PROBLEM DESCRIPTION: Extract every line in the data below that contains the string "woman", and copy each one unchanged.
──────── SUPPLIED MATERIAL
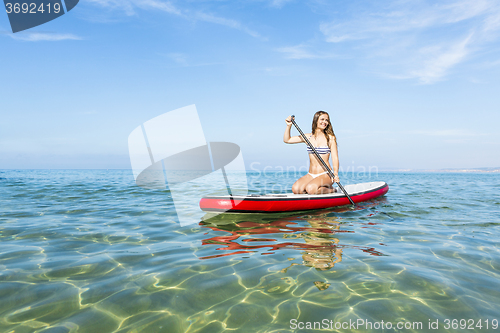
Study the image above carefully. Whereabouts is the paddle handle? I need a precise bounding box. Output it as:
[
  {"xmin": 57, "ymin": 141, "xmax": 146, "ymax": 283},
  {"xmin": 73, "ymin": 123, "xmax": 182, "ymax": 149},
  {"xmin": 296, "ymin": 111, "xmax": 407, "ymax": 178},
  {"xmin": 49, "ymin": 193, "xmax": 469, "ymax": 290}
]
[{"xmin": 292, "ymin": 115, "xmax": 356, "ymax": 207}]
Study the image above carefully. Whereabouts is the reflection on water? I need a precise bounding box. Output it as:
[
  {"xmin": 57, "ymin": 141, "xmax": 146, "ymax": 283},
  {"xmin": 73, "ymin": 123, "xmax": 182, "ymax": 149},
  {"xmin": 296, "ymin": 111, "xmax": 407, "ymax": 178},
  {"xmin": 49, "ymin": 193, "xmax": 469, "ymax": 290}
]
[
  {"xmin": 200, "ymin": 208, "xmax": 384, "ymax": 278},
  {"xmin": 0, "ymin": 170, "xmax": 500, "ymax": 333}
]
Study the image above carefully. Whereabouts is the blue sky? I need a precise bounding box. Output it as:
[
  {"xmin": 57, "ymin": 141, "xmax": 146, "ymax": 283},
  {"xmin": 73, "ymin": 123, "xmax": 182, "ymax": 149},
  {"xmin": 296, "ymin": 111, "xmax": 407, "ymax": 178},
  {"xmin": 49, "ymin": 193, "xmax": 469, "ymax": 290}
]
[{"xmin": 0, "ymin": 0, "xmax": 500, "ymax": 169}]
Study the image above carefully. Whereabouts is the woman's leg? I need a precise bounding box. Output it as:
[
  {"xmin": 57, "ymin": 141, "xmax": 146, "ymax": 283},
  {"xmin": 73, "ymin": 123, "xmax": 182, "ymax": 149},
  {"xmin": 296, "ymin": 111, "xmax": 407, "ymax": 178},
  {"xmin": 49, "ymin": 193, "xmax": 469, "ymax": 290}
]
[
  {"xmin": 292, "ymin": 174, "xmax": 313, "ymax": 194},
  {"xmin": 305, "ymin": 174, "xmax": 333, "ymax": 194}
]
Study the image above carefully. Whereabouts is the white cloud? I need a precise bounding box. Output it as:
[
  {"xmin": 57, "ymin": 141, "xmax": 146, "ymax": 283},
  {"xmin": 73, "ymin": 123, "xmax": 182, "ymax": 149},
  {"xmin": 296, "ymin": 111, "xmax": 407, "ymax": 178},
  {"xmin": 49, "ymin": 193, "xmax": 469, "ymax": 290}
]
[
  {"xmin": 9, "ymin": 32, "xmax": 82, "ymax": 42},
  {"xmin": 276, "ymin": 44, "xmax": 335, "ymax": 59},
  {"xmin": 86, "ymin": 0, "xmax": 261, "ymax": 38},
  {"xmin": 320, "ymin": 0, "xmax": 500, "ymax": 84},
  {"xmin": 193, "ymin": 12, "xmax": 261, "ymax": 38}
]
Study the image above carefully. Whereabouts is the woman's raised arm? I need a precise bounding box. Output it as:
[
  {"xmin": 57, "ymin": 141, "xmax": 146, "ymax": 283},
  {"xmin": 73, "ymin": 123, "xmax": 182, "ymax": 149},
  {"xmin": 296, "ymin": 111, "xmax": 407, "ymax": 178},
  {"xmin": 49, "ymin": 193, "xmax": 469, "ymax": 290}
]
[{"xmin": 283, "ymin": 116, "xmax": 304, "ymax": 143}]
────────────────
──────── SUPPLIED MATERIAL
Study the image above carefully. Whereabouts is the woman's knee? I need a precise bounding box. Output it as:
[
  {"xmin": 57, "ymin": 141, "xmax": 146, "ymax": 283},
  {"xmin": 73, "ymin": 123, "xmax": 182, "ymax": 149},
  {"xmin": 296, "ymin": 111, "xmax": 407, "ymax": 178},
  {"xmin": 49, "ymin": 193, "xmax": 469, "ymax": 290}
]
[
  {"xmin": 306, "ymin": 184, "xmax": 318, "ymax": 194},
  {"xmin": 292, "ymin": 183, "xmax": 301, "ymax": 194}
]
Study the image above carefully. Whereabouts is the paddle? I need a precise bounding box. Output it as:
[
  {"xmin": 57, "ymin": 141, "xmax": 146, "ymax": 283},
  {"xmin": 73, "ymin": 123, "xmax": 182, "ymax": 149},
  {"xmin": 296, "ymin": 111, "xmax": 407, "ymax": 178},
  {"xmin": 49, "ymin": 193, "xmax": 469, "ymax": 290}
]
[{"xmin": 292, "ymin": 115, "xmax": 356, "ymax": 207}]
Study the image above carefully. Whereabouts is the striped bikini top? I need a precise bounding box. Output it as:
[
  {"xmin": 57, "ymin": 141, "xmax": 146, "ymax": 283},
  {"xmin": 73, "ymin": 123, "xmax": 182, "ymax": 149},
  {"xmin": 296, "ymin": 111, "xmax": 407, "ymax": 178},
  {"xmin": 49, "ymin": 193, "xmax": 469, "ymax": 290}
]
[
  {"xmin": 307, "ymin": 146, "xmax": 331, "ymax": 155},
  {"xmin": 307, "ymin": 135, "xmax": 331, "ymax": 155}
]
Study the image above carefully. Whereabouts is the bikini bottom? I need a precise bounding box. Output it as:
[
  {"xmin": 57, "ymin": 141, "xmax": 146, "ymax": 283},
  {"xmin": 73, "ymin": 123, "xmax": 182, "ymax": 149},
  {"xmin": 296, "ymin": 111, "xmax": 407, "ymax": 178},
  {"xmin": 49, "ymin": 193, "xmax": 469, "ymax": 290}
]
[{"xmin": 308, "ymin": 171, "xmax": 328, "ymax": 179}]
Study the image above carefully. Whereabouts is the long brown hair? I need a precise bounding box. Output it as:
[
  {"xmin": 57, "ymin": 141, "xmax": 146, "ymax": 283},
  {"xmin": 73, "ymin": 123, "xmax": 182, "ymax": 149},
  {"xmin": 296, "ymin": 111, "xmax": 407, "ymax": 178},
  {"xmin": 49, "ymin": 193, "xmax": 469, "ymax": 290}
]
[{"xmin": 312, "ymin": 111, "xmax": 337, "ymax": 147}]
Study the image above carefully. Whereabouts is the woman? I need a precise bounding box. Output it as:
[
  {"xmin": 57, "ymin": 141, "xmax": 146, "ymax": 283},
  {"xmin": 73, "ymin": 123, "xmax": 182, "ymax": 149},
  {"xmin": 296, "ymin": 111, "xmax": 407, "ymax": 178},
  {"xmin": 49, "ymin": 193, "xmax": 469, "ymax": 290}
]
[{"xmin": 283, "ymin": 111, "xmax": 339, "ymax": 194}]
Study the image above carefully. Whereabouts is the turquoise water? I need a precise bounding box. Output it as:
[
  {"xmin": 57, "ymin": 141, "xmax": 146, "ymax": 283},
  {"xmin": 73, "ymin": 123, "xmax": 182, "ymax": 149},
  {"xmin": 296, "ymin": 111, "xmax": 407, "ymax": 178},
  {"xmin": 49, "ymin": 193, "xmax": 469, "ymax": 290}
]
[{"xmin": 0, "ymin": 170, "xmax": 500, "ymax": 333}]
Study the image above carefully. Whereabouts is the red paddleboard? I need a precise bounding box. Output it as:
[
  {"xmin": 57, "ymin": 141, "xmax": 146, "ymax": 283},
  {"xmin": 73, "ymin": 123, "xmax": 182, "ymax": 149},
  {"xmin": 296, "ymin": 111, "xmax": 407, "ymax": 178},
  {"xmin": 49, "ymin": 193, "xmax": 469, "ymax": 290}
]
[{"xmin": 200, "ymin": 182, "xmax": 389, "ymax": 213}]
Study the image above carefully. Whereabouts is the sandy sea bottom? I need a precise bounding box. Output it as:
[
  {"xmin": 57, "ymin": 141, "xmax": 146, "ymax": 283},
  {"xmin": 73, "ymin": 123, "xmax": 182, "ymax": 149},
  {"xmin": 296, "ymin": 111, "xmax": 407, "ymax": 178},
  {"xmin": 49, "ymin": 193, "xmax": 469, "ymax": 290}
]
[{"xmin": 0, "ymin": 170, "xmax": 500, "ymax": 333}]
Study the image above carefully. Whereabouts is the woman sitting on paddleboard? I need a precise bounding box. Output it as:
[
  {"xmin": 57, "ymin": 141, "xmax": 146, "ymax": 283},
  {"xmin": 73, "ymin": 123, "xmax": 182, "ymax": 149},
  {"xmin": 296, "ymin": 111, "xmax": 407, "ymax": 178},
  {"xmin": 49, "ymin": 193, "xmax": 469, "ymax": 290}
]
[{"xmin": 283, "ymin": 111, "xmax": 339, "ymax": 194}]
────────────────
CORRECT RESPONSE:
Study the image above carefully. Whereabouts is the woman's leg? I need a precise bounding box. Output it as:
Study the image above carefully. Whereabouts is the woman's raised arm? I need a precise bounding box. Output it as:
Study the image above carefully. Whereabouts is the woman's knee? I need a precise bounding box. Output it as:
Study the image above carefully. Whereabouts is the woman? I need a precise bounding box. Output it as:
Study the image above carefully. Whereabouts is the woman sitting on paddleboard? I need a precise bounding box. Output it as:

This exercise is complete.